— Begin —

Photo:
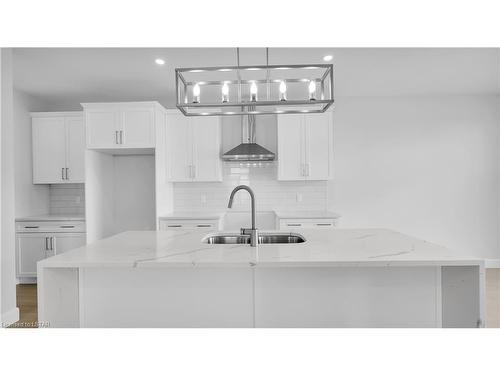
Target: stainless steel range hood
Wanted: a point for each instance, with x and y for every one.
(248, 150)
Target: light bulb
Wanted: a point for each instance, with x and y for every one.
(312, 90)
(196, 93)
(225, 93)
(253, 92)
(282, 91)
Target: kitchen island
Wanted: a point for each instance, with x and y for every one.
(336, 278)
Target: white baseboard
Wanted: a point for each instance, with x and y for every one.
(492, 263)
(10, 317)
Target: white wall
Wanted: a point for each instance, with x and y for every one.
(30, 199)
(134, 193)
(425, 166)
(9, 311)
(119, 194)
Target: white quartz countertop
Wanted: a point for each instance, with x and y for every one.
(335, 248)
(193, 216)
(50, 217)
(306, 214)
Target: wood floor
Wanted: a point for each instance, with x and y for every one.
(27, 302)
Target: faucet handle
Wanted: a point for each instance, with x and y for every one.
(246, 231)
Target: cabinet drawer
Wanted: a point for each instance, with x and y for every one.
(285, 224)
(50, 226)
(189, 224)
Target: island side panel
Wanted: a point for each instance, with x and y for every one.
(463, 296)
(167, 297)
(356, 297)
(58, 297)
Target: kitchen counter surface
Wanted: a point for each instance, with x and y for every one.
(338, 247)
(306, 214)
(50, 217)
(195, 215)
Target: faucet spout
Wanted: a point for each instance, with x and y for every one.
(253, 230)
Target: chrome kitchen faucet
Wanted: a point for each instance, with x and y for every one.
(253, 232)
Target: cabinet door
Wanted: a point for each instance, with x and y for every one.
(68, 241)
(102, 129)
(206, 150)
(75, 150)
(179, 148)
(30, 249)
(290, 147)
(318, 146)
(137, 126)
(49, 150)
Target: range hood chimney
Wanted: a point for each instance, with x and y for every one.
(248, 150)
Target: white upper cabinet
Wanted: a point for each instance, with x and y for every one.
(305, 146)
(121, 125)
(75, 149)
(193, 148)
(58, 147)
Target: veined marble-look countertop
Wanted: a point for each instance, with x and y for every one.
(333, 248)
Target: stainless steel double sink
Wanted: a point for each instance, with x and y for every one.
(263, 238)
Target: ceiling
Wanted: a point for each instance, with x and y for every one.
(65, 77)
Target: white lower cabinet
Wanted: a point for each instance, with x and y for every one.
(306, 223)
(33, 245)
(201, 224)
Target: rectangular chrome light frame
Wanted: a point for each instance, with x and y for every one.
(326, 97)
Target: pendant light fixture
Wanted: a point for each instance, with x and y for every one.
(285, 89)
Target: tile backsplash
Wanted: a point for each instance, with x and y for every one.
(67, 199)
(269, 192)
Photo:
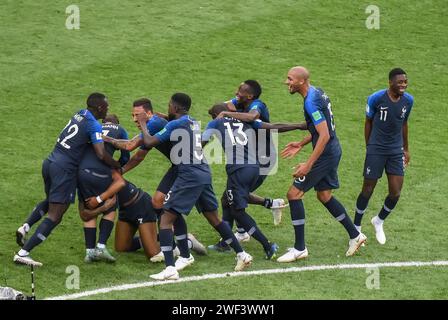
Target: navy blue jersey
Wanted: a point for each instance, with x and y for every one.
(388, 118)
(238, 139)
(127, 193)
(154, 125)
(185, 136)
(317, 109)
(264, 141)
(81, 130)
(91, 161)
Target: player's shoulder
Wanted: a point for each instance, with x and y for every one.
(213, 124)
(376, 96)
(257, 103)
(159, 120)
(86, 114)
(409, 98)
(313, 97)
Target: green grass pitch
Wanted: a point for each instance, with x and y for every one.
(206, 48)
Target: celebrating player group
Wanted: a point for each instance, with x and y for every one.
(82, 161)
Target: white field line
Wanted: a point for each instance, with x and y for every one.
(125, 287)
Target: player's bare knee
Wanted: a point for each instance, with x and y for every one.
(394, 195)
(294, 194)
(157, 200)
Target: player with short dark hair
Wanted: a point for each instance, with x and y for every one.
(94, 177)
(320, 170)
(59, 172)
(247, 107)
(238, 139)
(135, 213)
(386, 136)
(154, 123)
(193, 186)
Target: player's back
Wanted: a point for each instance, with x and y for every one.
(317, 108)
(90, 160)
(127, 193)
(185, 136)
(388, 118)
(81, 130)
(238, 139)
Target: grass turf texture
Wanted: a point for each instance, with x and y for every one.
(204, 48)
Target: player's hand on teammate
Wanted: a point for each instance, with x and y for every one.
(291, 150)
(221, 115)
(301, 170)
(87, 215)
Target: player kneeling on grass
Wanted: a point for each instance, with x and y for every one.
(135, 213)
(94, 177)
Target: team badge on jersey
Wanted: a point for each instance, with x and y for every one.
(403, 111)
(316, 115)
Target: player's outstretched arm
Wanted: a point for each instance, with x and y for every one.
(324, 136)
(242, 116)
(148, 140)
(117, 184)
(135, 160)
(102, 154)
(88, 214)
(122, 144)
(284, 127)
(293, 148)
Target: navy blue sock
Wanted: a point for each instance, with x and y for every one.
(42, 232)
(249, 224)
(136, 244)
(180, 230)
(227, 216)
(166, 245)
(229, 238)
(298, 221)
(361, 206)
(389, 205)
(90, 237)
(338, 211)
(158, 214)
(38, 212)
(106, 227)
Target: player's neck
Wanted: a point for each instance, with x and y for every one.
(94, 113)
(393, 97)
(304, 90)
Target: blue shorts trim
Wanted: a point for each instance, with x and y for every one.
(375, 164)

— End —

§ The problem: Can you rewrite all of the lines above so that every "Wanted" becomes "Requested" and nothing else changes, leaving the pictures out?

§ Complete response:
Photo:
Target: stainless steel range hood
Requested: a point for each instance, with x and y for every one.
(248, 150)
Target: light bulb
Requested: a point for each instance, with x and y for every one.
(312, 90)
(196, 93)
(225, 93)
(253, 92)
(282, 91)
Target: kitchen island
Requested: a point for each instance, with x and y for every one.
(336, 278)
Target: white baseboard
Requested: a point for each instance, with x and y for every one.
(492, 263)
(10, 317)
Target: white wall
Requested: a point for each instance, with x and y for every one.
(30, 199)
(134, 193)
(425, 166)
(9, 311)
(119, 194)
Target: white quartz countertop
Requested: a point for each instance, with x and y for every one.
(335, 248)
(193, 216)
(50, 217)
(306, 214)
Target: wood floor
Requested: a point for each instance, with x and y for every one.
(27, 302)
Target: faucet handle
Requested: a point for each instance, with x and y for every one.
(246, 231)
Target: cabinet drawer
Requested: a point for each instance, with x and y for every one.
(285, 224)
(50, 226)
(189, 224)
Target: island side panel
Requested: a point for each instance, with x and y for every one.
(463, 296)
(167, 297)
(356, 297)
(58, 297)
Target: kitchen counter surface
Requested: a point for each instance, with x and y for every one.
(338, 247)
(306, 214)
(50, 217)
(195, 215)
Target: faucet spout
Requested: a point for each instance, with x and y for every one.
(253, 230)
Target: chrome kitchen faucet
Requested: a point for each instance, with x and y for every one.
(253, 232)
Target: cabinet door
Requested: a point for each instance, with x and y for every one.
(68, 241)
(102, 129)
(206, 150)
(75, 150)
(179, 148)
(30, 249)
(290, 147)
(318, 146)
(137, 126)
(49, 150)
Target: range hood chimney
Requested: a point for each instance, with x and y for every one.
(248, 150)
Target: white upper cabinet
Requested: a point for each instance, with x and y for every one.
(305, 146)
(121, 125)
(75, 149)
(193, 148)
(58, 147)
Target: veined marble-look countertop
Requested: a point for each instance, with x and y for every one.
(333, 248)
Target: stainless steel double sink
Requested: a point for each instance, with x and y for every one.
(263, 238)
Target: ceiling
Requested: a point for each instance, with x and y for every one.
(65, 77)
Target: white lower cabinet
Requested: a point for each instance, with x and y for every one.
(306, 223)
(33, 245)
(201, 224)
Target: rectangular chrome light frame
Requested: a point for each instance, with x and y for every one.
(326, 97)
Target: pendant light fixture
Requested: a point for each instance, with x and y for every one.
(285, 89)
Target: tile backsplash
Requested: a point for each instance, with x and y for every one.
(67, 199)
(269, 192)
Photo:
Target: navy blue jersey
Requested: a point for each instance, with x and y for every one.
(388, 118)
(238, 139)
(127, 193)
(154, 125)
(185, 136)
(317, 109)
(264, 141)
(81, 130)
(91, 161)
Target: player's shoulder
Requested: a point for each instance, with x and y for every one.
(213, 124)
(376, 96)
(257, 103)
(159, 120)
(86, 114)
(409, 98)
(313, 97)
Target: green grass pitch
Requested: a point for each instance, with x and y for every one.
(206, 48)
Target: celebrating player group
Requested: a point for each instance, with x and y for every one.
(82, 161)
Target: white field line
Requested: a point for each instance, with x and y for every one.
(125, 287)
Target: player's bare knee
Requested: a point for each instance, with x and y for every one.
(394, 195)
(294, 194)
(157, 200)
Target: player with short dark hair
Requested: a point for each instance, with x and y for every one.
(94, 177)
(320, 170)
(59, 172)
(247, 107)
(238, 139)
(135, 213)
(386, 136)
(154, 123)
(193, 186)
Target: player's back
Requested: a point for each instance, with x and y for every one.
(317, 108)
(90, 160)
(127, 193)
(185, 136)
(388, 118)
(81, 130)
(238, 139)
Target: grass turf texture
Requested: a point for each instance, with x and y for every one.
(204, 48)
Target: player's hand on teammate
Requested: a point for each instance, with x and y for every one.
(291, 150)
(221, 115)
(301, 170)
(87, 215)
Target: player kneeling on grass
Requested: a point for each instance, with x and y for every one.
(135, 213)
(94, 177)
Target: team badge on jersey
Requested: a point for each instance, with x and y for every one.
(403, 111)
(316, 115)
Target: player's outstretched arm
Requested: a point for each instance, with x and y for every one.
(324, 136)
(242, 116)
(148, 140)
(117, 184)
(135, 160)
(102, 154)
(88, 214)
(122, 144)
(284, 127)
(293, 148)
Target: navy blue sock
Requested: a point for each instance, with x and y for every one.
(42, 232)
(249, 224)
(136, 244)
(180, 230)
(227, 216)
(166, 245)
(229, 238)
(298, 221)
(361, 206)
(389, 205)
(90, 237)
(338, 211)
(158, 214)
(38, 212)
(106, 227)
Target: player's neck
Requested: a point for each instance, with x and y for every one.
(94, 113)
(393, 97)
(304, 90)
Target: blue shorts trim
Requested: a point for each instance, with x and y for every one.
(375, 164)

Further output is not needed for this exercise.